Goal =
From the material below, extract every line that contains the string "black". Reproduce each one verbatim, in its original order.

Input =
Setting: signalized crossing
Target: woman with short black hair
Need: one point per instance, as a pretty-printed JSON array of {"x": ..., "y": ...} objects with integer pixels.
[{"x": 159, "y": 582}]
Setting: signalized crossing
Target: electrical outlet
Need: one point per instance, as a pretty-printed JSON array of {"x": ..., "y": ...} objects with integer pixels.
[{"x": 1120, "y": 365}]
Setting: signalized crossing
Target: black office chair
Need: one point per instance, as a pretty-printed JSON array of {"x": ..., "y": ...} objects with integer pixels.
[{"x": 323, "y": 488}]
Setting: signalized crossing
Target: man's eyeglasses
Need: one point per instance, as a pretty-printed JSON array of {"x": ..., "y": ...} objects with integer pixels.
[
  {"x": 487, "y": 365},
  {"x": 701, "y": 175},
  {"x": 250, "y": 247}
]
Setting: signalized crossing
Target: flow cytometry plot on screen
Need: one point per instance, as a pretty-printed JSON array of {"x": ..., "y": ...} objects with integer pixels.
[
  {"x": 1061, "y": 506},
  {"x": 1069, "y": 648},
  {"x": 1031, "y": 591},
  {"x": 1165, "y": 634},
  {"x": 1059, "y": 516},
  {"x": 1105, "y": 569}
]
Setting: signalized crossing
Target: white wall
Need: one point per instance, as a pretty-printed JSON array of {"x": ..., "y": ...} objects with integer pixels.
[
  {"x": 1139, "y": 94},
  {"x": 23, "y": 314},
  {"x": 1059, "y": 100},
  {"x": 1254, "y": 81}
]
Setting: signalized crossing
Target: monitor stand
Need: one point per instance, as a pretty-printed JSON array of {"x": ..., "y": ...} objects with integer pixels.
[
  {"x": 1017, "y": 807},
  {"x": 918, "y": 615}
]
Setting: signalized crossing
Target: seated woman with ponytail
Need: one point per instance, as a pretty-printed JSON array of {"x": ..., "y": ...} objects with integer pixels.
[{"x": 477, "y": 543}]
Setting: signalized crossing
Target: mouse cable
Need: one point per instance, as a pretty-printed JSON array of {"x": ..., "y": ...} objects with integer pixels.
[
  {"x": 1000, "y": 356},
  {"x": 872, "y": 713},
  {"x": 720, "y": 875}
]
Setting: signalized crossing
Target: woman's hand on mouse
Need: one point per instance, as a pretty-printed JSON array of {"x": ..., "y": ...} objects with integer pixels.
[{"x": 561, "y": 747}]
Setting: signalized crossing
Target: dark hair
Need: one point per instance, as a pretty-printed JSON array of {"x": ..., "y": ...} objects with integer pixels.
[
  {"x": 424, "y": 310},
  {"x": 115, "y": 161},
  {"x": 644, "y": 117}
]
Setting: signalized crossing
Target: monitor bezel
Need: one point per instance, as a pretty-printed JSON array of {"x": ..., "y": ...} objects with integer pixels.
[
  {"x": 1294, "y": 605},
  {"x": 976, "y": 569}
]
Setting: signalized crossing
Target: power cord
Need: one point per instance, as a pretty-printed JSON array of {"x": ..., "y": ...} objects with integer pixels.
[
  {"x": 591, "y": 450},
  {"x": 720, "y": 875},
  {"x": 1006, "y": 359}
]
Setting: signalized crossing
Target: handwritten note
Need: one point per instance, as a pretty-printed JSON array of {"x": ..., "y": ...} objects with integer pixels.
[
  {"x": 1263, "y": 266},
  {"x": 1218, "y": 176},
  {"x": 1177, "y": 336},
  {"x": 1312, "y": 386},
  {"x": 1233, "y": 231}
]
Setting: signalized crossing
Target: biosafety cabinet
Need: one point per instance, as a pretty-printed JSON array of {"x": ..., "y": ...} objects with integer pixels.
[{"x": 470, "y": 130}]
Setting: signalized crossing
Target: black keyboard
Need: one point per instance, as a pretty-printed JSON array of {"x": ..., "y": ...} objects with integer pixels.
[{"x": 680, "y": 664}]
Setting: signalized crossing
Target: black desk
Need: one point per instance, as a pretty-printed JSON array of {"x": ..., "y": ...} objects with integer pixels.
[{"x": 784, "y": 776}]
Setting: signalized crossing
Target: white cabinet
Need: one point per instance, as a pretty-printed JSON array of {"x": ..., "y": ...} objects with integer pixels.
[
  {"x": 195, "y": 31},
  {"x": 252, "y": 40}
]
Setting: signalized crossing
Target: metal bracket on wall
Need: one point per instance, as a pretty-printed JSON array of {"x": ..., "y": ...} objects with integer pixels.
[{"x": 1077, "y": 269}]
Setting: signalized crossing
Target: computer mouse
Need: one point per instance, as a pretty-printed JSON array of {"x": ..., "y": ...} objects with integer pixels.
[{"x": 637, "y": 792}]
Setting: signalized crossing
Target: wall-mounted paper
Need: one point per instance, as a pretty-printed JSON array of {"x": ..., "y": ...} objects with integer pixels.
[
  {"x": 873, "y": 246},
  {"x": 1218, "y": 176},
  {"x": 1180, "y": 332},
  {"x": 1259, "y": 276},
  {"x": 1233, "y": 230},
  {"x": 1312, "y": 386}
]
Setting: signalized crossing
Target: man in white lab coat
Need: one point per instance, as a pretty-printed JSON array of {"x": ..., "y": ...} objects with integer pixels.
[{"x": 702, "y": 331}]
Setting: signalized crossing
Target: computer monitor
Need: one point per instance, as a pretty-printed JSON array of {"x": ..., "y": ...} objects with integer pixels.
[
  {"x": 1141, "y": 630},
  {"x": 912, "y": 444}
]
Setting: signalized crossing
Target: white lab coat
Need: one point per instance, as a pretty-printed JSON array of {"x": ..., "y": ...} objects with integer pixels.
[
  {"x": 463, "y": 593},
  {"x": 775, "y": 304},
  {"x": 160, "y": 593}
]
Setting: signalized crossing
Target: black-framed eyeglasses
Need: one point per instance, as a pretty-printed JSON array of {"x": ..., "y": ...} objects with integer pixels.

Answer to this task =
Target: woman with short black hair
Target: black office chair
Target: black keyboard
Target: black desk
Target: black-framed eyeglasses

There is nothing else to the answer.